Teach me your way, O LORD, that I may walk in your truth; give me an undivided heart to revere your name. --Psalm 86:11

Thursday, August 25, 2011

Escaping the Idolatry of Books


Considering that as a teenager I did not enjoy reading, and I struggled in literature classes, it’s somewhat surprising that I turned out to be a bibliophile. But I am. Libraries, bookstores, Amazon.com – I love them all! And I love scout and scrutinize their volumes of collected wisdom.
Love is a powerful and dangerous thing. God’s good gifts become insidious idols when grateful enjoyment of things mutates into devoted service to things. Knowledge is not exempt. It, too, can seduce us to worship.
I’ve often struggled with loving books too much and buying too many. This was especially challenging during seminary. The library hosted used books sales. The bookstore was truly a bookstore, with a book-merchandise ratio quite opposite most so-called “bookstores,” which carry a surplus of gifts and music and a small selection of books. (I’m distressed whenever I wind up in one!) The first shelf in the seminary bookstore displayed all the enticing new releases. The rest of the shelves were jam-packed with weighty tomes from every theological discipline. Each semester’s academic sale offered tables full of deeply discounted commentaries. And in the absence of a sale, the store usually rewarded my patronage by offering me the best deal they could. Needless to say, I visited often, invested a lot and built a terrific library.
I was rarely rash in buying. Money was tight, so I thought carefully about each purchase. I kept a prioritized list. I consulted annotated bibliographies. I planned long and hard before each academic sale, considering how to get the most bang for each buck on the most purposeful purchases. At times, it was consuming. Sometimes I literally lost sleep.

EXTRACTED INFORMATION:
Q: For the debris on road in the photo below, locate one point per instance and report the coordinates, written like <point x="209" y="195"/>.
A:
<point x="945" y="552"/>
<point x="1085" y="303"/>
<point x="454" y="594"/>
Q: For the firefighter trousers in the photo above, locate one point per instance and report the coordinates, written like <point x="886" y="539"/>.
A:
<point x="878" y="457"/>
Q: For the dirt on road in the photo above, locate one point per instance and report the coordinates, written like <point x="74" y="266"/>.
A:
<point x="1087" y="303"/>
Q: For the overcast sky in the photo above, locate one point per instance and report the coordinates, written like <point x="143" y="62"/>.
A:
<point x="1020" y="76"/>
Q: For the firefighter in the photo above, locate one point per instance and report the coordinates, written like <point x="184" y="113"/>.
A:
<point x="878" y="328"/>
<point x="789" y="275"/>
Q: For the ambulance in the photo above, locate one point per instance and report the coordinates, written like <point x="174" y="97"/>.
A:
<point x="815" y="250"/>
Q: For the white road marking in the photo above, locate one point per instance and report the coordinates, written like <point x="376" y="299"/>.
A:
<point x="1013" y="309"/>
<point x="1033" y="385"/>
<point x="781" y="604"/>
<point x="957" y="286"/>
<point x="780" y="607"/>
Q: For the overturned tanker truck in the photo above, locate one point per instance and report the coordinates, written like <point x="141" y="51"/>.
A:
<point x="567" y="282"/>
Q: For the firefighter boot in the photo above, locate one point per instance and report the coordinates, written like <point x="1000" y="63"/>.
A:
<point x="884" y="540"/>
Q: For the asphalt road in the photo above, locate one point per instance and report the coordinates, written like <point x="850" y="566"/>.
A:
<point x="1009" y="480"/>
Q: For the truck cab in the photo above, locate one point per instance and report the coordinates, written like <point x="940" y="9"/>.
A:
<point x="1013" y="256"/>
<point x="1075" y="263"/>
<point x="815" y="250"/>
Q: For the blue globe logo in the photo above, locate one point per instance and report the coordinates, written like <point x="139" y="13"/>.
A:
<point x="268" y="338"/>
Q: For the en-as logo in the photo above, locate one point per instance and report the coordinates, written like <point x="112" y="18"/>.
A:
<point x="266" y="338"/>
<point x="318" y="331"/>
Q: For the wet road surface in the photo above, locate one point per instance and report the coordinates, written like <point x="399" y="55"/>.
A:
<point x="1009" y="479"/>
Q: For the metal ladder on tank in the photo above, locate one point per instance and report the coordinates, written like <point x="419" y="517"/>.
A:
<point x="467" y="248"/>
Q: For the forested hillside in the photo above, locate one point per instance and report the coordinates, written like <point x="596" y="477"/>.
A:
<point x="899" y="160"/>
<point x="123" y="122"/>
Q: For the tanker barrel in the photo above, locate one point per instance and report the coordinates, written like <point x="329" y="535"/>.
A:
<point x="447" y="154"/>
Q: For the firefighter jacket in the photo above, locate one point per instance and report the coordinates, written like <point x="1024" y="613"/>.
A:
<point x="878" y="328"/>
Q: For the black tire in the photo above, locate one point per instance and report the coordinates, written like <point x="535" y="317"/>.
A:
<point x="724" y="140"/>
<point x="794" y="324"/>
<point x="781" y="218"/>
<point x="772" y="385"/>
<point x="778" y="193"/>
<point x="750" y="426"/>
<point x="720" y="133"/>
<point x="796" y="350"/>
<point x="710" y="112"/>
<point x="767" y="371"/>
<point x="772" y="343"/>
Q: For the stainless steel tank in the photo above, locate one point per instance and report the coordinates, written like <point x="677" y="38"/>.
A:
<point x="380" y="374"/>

WORK INSTRUCTIONS:
1 > Using the post about loving books, answer each question:
(a) As a teenager, what did the writer struggle in?
(b) What did the first shelf in the seminary bookstore display?
(c) What did each semester's academic sale offer?
2 > For each statement, say whether it agrees with the post about loving books, and quote the words that decide it.
(a) The writer often bought books rashly.
(b) The writer kept a prioritized list.
(c) The seminary library hosted used book sales.

TASK RESPONSES:
1 >
(a) Literature classes.
(b) All the enticing new releases.
(c) Tables full of deeply discounted commentaries.

2 >
(a) No: "I was rarely rash in buying."
(b) Yes: "I kept a prioritized list."
(c) Yes: "The library hosted used books sales."